[Opening Extract provided section]

Mary Pilon of the New York Post went biblical, or at least ancient Roman, in prophesizing how she believes the demise of the NFL might come about. Pilon likened NFL players to “gladiators,” warning that the health concerns associated with football, such as concussions, might eventually cost the NFL their privileged place as the sport of choice for most Americans.

After a personal note about her longtime football-watching father who has lost interest in the league, she gave a thorough run down of the NFL’s recent ratings nosedive. Pilon then crossed the analogy Rubicon, “The fall of Rome seemed unthinkable to people at the time, but inevitable to historians reflecting upon it with the benefit of context. At their height, gladiator contests made war a diversion, thousands charged into majestic amphitheaters, including Rome’s Colosseum, to watch hundreds of gladiators slay wild beasts and each other.

Then, Pilon writes, the disapproval of violence in the gladiator games grew to a fever pitch. The Philosopher Seneca wrote, “Now finesse is set aside, and we have pure unadulterated murder. The combatants have no protective covering; their entire bodies are exposed to the blows.

“This is what lots of people prefer to the regular contests… And it is obvious why. There is no helmet, no shield to repel the blade. Why have armor? Why bother with skill? All that just delays death.”

The outcry from Seneca, Christians, and others eventually made the gladiator games “culturally unacceptable.” Pilon thinks a similar pattern, with a twist, could happen with the NFL: “While the US government is unlikely to ever limit the number of football games, plenty of parents are refusing to let their children play the sport due to the risk of head injuries. The more we learn about chronic traumatic encephalopathy (CTE), a progressive, degenerative brain disease that has plagued scores of professional players, the harder it becomes for many of us to watch the gladiators out on the field. And the more we know about players committing violence off the field, especially against women and children, the more we — like Seneca — turn off altogether.”

Pilon sums up by saying that the rise of the UFC proves American’s thirst for violence in sport is alive and well. However, the NFL lacks a powerful overriding narrative, such as the Cubs pursuing their first World Series in 108 years. Coupled with “replays and officiating” overwhelming the “game play” on the field, the pace and drama of what’s happening on the field has made the NFL product unwatchable.

[Closing Extract provided section]

● **Parts of the exercise**:
1. Which brain disease does the article say has plagued scores of professional players?
2. Duplicate the part of the article between "Mary Pilon of" and "for most Americans.", inclusive.
The records aren't needed for this work.

[Opening Study material section]

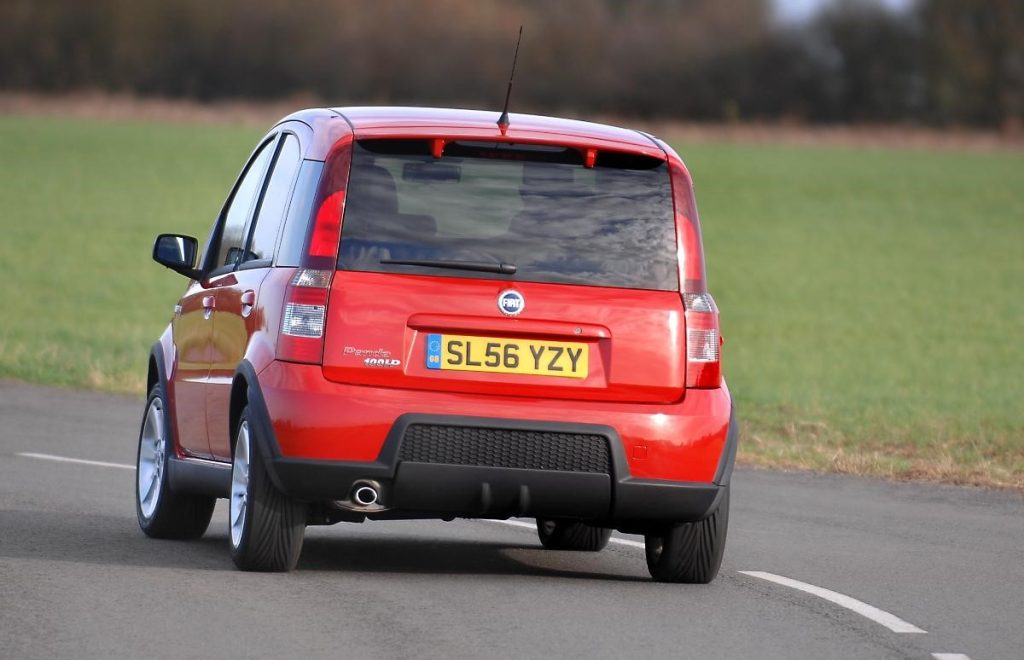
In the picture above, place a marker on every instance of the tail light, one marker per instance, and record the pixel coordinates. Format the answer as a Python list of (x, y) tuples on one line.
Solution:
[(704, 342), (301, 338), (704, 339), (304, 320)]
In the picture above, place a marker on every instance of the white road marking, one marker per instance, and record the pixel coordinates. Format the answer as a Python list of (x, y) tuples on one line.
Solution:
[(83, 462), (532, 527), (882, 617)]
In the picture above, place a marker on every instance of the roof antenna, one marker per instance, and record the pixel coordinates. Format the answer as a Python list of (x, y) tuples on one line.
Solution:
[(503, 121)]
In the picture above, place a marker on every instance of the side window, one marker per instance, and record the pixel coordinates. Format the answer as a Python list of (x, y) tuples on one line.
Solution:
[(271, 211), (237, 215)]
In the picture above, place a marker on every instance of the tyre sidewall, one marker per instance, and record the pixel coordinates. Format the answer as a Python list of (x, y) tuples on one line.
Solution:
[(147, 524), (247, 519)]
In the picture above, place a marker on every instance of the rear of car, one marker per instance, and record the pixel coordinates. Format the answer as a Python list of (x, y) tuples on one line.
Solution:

[Closing Study material section]

● **Responses per task**:
1. Chronic traumatic encephalopathy (CTE), a progressive, degenerative brain disease.

2.
Mary Pilon of the New York Post went biblical, or at least ancient Roman, in prophesizing how she believes the demise of the NFL might come about. Pilon likened NFL players to “gladiators,” warning that the health concerns associated with football, such as concussions, might eventually cost the NFL their privileged place as the sport of choice for most Americans.